** Provided text follows **

Kelly left home this morning at 6am to get to the airport. He is flying to Bellingham, WA to meet with the inspector and finalize some details  in regards to our upcoming move. If all goes as planned, we will arrive in Bellingham in the beginning of November. In the meantime, I am in full swing  with Monday Backbends, Tuesday Level 1/2, Wednesday Asana Junkies, and Thursday Level 2/3 along with various guest appearances and Intensives. I am planning to take the month of November off from teaching weekly classes while I get settled in my new digs and outfit a new space for filming, etc.  The house we are purchasing has a large, unfinished downstairs with windows and space enough  for yoga classes and future programs. My plan is that when it is safe to be in a room together, I can offer some intensives by invitation and/or application and ease into the unfolding of a new vision.

** End of Provided text **

**Your goal**
Please duplicate the whole text about the upcoming move to Bellingham word for word. The material after this text was taken from a separate source.

** Excerpted data follows **

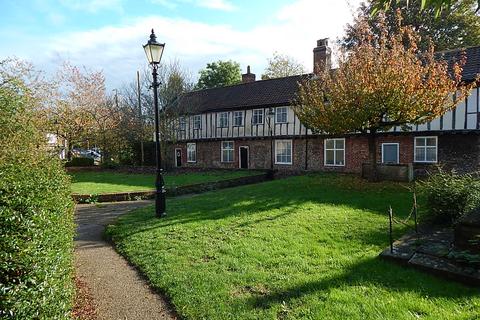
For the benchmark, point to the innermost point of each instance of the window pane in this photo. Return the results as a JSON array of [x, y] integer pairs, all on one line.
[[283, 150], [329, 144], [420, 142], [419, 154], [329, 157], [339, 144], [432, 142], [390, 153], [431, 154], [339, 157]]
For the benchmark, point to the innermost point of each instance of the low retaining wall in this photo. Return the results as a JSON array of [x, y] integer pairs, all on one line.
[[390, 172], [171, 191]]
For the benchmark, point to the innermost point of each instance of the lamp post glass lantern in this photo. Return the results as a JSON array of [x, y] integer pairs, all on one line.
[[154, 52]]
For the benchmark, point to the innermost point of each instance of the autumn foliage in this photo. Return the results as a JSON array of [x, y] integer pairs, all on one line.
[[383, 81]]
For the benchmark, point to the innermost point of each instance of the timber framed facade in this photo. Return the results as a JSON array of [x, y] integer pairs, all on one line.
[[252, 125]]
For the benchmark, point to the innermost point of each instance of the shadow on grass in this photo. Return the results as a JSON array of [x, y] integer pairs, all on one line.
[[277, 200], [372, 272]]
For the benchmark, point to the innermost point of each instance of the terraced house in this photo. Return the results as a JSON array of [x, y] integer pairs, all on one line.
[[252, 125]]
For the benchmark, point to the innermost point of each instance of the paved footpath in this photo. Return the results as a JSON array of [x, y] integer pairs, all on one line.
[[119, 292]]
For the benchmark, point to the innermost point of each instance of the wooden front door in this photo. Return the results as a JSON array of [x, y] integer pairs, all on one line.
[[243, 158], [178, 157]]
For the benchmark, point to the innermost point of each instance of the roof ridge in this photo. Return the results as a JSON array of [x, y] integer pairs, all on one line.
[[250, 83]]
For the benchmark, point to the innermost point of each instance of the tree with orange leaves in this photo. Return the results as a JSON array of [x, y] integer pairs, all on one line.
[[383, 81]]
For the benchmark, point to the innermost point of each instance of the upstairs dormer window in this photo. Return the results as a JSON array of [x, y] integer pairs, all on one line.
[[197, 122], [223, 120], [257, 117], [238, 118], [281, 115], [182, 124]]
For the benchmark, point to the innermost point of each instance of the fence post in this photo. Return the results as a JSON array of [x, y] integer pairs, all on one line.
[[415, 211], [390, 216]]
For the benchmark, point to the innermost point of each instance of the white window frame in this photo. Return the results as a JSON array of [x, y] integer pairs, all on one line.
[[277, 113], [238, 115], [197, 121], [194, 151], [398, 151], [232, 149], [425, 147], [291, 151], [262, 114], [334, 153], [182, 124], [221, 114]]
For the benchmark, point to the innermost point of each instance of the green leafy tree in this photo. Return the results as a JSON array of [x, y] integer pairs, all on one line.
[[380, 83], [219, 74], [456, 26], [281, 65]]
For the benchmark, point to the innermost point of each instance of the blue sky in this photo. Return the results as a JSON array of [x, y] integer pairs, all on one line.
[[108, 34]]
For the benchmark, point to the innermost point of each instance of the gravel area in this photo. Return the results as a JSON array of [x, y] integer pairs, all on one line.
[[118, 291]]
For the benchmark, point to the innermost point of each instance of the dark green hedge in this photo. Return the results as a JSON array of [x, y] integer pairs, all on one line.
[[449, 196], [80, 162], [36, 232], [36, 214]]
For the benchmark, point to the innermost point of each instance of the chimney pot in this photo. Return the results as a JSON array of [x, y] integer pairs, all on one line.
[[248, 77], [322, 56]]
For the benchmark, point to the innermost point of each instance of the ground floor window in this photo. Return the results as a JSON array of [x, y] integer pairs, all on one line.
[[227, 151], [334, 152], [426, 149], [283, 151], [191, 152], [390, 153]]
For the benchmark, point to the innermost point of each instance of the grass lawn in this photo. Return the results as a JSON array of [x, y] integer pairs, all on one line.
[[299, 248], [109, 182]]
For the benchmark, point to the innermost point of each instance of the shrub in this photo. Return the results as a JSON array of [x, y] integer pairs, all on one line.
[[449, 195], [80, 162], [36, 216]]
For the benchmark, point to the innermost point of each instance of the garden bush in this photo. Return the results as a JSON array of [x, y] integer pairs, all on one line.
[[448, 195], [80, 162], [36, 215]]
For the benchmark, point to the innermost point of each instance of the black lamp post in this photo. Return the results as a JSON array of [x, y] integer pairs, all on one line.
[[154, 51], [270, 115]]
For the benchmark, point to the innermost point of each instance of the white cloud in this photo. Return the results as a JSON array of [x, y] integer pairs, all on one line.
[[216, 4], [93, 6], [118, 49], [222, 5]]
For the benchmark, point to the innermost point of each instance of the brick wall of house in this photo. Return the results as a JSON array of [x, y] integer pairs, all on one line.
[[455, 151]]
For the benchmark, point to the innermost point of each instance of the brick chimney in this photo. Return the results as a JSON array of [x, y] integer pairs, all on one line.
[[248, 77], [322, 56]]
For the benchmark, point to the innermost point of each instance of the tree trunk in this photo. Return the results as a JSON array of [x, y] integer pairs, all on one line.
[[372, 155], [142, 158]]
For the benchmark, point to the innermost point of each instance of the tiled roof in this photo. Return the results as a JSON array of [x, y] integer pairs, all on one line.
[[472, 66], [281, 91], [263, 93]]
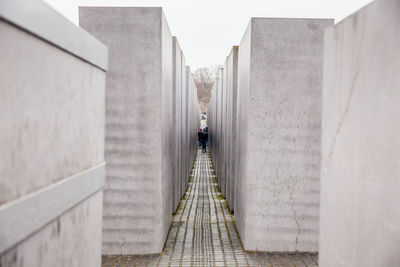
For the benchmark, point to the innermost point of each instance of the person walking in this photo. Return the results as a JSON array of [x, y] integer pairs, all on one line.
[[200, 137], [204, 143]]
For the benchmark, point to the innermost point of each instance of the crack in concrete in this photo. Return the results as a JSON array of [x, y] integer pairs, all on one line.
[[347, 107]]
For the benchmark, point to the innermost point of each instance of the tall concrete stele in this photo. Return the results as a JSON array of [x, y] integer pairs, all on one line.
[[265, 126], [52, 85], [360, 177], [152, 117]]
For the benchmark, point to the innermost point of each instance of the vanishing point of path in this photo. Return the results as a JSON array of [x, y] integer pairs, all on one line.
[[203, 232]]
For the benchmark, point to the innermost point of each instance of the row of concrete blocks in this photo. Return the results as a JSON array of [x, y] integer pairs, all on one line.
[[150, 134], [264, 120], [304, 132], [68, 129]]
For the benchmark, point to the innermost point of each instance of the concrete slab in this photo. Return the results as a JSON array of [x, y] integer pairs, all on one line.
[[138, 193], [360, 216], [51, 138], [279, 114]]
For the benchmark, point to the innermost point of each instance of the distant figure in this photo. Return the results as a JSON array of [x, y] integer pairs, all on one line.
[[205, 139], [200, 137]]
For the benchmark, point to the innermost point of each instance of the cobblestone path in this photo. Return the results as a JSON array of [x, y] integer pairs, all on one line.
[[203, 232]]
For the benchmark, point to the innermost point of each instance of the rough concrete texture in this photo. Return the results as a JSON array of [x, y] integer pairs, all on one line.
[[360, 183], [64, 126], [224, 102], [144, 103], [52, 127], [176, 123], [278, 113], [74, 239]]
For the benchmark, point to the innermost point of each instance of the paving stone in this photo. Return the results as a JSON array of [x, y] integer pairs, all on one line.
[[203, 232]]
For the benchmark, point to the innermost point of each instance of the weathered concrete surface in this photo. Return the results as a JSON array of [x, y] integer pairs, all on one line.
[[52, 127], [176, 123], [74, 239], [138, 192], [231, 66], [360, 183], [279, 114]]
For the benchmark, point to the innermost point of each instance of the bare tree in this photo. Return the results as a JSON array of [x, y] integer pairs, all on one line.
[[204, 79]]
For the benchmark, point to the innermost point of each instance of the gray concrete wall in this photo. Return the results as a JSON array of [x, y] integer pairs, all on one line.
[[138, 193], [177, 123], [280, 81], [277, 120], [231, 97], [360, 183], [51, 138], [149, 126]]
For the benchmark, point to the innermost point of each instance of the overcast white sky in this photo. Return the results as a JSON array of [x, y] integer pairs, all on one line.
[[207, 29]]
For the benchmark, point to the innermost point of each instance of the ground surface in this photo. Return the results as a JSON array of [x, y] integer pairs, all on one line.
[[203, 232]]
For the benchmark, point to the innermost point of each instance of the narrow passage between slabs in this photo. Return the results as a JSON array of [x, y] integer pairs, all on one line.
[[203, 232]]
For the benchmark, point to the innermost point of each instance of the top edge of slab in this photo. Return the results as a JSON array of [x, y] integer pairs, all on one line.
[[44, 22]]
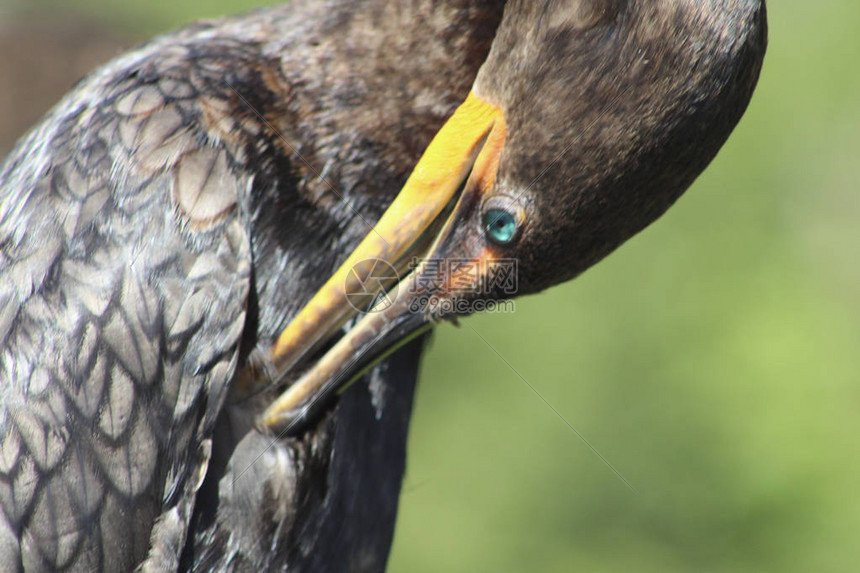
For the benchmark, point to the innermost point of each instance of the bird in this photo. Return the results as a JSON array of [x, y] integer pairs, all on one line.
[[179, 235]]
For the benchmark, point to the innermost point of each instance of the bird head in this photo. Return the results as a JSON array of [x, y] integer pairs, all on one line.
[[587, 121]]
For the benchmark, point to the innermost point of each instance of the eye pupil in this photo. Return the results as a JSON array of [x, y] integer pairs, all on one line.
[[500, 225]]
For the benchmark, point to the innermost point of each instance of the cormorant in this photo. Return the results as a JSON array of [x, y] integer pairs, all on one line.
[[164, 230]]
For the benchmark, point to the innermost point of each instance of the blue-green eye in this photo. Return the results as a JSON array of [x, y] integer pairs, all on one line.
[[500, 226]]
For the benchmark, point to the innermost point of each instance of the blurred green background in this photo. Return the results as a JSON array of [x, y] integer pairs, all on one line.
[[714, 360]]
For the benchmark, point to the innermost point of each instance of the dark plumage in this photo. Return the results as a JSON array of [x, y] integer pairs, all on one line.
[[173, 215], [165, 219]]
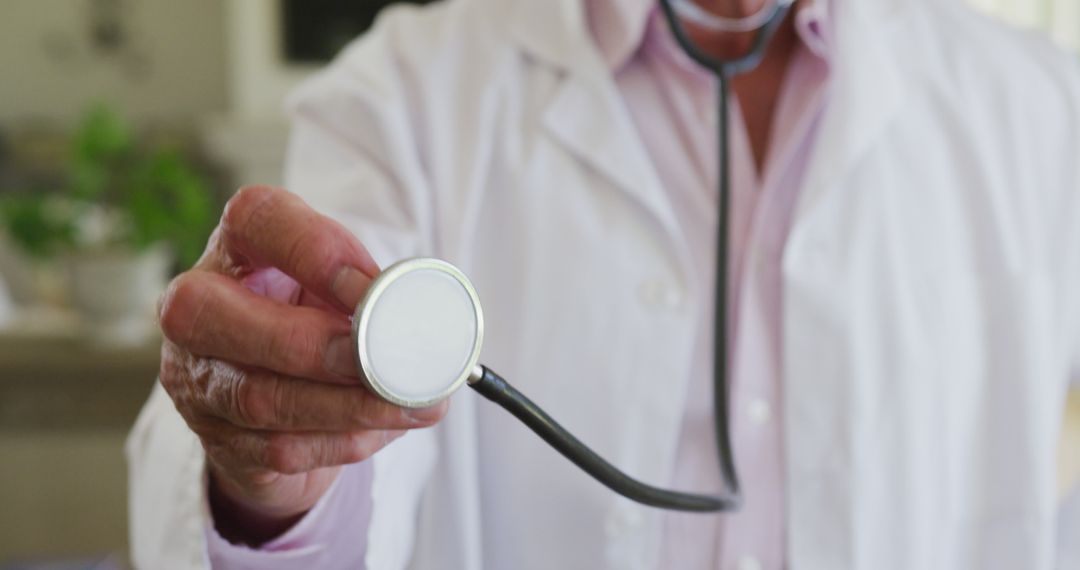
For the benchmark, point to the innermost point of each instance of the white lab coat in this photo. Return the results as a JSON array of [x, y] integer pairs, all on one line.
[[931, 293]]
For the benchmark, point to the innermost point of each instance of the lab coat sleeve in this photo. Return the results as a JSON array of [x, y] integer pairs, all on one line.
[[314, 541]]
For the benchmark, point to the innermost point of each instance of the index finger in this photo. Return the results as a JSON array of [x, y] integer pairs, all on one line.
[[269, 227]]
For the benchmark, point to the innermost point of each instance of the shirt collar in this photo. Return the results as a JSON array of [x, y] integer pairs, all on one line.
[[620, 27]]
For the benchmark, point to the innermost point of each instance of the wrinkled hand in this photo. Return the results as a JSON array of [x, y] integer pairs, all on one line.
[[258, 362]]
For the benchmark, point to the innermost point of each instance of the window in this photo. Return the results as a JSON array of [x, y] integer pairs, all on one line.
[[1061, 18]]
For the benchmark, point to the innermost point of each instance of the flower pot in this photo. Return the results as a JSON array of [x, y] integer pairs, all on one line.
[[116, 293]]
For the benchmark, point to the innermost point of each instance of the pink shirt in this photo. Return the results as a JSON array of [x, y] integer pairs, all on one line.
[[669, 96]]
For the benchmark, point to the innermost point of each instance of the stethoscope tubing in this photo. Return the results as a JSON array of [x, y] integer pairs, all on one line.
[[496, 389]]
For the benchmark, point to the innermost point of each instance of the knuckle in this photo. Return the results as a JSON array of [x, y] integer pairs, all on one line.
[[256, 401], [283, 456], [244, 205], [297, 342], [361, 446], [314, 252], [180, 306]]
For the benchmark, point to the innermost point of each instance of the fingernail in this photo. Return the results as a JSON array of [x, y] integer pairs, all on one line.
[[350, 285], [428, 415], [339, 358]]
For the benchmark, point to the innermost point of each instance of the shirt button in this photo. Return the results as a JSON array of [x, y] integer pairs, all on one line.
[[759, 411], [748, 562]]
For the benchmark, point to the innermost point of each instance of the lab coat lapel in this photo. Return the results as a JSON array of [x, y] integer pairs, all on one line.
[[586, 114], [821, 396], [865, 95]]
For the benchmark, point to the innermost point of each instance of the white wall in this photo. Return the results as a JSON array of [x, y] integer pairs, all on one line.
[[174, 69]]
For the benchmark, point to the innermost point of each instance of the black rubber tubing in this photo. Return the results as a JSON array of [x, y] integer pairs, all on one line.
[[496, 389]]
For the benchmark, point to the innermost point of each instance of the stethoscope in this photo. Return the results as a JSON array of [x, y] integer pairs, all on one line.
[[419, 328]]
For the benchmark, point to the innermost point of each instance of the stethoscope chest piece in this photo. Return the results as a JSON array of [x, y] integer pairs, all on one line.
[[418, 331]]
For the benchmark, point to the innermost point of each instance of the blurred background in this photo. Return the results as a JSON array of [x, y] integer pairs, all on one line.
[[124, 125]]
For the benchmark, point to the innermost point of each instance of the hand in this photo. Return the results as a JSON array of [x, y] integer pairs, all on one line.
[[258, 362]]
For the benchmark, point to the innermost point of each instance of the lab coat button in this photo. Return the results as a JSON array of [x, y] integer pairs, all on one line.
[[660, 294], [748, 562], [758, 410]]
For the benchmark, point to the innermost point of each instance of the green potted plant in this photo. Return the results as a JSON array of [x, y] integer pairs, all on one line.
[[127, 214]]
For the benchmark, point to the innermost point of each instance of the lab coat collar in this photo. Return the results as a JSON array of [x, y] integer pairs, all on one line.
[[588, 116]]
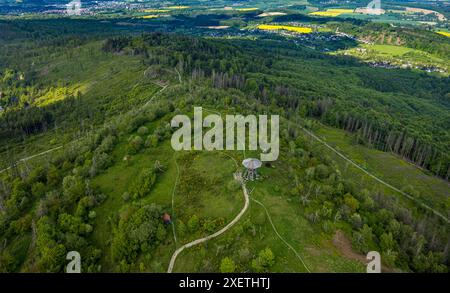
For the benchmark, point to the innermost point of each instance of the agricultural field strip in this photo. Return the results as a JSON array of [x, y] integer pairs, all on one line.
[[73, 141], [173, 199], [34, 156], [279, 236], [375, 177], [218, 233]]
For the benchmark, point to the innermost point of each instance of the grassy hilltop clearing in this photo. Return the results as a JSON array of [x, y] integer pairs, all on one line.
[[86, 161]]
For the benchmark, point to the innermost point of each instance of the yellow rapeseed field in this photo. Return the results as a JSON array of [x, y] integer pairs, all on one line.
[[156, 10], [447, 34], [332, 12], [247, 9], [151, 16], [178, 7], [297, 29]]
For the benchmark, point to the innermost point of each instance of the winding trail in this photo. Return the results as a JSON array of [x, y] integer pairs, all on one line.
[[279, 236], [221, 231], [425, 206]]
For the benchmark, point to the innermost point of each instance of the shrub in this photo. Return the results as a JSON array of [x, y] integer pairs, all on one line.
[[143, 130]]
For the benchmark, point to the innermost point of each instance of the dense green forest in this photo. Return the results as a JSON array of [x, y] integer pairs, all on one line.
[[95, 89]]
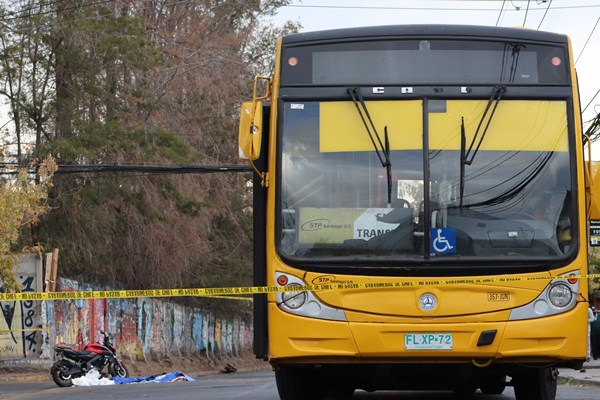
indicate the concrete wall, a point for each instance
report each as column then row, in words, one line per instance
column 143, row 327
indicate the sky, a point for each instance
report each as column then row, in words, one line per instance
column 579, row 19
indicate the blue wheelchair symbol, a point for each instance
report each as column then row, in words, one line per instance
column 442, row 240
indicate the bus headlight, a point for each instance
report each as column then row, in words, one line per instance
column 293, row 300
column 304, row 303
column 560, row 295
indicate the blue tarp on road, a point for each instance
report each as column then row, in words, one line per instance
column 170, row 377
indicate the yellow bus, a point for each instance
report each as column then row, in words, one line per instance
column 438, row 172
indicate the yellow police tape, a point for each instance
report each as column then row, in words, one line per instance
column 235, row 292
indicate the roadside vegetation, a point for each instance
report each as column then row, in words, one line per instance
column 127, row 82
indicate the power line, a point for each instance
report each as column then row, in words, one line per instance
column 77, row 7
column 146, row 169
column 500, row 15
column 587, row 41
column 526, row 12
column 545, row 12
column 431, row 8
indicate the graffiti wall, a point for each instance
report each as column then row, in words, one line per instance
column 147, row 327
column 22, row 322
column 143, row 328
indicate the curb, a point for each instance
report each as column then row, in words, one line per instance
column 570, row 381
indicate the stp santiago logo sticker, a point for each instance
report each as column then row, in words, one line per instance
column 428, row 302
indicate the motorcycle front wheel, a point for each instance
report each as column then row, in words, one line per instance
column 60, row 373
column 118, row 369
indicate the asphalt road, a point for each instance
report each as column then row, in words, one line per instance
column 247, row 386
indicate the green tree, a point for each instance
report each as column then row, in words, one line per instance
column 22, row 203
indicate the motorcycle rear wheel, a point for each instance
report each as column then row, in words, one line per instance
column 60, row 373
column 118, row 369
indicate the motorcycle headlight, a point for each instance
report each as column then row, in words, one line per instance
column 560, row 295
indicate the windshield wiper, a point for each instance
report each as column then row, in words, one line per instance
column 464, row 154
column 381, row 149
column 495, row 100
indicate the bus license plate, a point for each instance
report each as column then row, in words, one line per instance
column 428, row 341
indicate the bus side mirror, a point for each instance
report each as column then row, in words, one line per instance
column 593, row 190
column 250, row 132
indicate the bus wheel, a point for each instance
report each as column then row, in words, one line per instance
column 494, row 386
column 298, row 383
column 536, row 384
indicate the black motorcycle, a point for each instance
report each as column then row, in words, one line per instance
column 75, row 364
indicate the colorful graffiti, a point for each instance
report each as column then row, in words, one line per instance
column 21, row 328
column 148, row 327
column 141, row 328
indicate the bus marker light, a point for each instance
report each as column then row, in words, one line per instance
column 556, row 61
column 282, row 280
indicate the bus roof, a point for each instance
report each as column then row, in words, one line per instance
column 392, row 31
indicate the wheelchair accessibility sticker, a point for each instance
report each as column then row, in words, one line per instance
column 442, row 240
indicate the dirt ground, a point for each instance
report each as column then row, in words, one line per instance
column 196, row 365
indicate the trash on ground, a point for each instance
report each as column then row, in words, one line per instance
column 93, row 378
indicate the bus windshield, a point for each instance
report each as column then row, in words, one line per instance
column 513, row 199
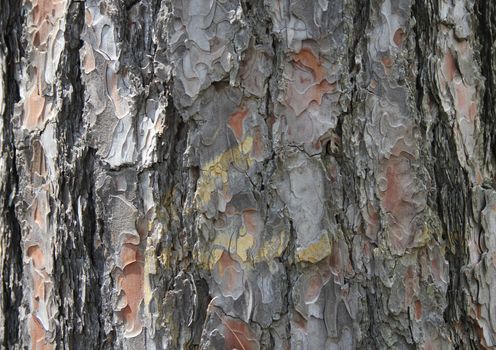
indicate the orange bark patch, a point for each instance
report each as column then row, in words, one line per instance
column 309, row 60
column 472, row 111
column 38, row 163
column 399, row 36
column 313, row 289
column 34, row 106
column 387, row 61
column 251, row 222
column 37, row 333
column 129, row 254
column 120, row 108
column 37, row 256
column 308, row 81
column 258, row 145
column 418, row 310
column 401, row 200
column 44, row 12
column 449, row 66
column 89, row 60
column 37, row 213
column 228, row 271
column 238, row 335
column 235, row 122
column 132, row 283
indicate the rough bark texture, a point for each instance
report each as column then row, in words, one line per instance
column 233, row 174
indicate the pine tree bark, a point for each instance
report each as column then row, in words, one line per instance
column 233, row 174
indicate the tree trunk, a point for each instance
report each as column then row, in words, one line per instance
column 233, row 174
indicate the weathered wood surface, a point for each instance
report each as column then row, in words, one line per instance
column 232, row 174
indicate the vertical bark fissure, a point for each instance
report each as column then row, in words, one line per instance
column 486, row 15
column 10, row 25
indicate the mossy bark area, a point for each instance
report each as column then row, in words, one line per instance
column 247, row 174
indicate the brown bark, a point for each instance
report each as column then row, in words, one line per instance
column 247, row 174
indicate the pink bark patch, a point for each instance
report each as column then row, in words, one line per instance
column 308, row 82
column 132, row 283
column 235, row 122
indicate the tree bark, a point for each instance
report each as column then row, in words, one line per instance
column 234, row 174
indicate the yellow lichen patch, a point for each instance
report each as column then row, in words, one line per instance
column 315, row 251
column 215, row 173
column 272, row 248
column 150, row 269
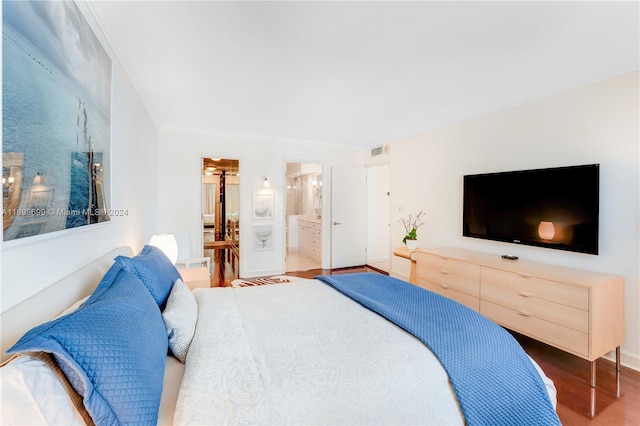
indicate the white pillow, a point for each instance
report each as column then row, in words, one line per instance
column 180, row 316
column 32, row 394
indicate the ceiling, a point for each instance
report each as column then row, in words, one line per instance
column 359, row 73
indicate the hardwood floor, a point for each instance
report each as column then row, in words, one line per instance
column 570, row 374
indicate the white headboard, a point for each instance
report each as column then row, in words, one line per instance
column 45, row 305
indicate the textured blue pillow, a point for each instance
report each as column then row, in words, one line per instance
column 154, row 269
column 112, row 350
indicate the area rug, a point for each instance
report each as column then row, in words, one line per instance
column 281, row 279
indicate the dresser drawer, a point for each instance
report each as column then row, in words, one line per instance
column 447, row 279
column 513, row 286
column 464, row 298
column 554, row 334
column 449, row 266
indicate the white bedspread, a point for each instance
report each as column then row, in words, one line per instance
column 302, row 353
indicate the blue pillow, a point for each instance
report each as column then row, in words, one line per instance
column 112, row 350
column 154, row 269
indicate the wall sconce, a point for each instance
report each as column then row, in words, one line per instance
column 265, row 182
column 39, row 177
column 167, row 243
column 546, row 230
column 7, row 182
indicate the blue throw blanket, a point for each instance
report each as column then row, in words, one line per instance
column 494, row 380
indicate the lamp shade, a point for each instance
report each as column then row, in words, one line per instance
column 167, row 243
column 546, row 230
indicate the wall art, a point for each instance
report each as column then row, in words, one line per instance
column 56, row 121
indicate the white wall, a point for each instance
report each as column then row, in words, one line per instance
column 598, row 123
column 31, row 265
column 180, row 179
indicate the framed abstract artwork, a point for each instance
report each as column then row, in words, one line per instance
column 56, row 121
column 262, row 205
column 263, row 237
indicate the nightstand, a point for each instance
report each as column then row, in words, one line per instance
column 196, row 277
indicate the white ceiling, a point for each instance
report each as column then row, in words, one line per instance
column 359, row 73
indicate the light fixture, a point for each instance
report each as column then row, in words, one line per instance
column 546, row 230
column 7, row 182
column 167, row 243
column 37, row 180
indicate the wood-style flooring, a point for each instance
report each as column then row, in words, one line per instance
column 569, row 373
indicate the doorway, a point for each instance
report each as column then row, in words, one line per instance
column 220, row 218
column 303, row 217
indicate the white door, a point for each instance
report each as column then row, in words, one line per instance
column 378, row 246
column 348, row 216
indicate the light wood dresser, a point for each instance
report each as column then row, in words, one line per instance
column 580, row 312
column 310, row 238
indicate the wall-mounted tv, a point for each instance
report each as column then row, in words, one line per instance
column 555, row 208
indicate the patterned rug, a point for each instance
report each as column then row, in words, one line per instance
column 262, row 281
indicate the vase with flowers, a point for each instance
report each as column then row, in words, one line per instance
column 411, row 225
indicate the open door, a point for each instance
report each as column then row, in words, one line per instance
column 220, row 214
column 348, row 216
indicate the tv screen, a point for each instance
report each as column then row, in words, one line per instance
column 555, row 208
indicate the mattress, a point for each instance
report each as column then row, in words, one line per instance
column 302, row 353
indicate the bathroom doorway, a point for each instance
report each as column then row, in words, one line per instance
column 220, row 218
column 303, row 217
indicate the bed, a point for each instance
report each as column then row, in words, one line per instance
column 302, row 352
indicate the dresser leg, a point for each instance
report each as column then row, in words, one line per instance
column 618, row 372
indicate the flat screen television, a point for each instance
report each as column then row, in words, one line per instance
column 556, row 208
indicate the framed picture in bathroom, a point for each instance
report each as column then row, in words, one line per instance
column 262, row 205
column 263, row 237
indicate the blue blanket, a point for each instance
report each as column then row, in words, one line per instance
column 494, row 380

** End of Excerpted data **

**Your response**
Kelly left home this morning at 6am to get to the airport. He is flying to Bellingham, WA to meet with the inspector and finalize some details  in regards to our upcoming move. If all goes as planned, we will arrive in Bellingham in the beginning of November. In the meantime, I am in full swing  with Monday Backbends, Tuesday Level 1/2, Wednesday Asana Junkies, and Thursday Level 2/3 along with various guest appearances and Intensives. I am planning to take the month of November off from teaching weekly classes while I get settled in my new digs and outfit a new space for filming, etc.  The house we are purchasing has a large, unfinished downstairs with windows and space enough  for yoga classes and future programs. My plan is that when it is safe to be in a room together, I can offer some intensives by invitation and/or application and ease into the unfolding of a new vision.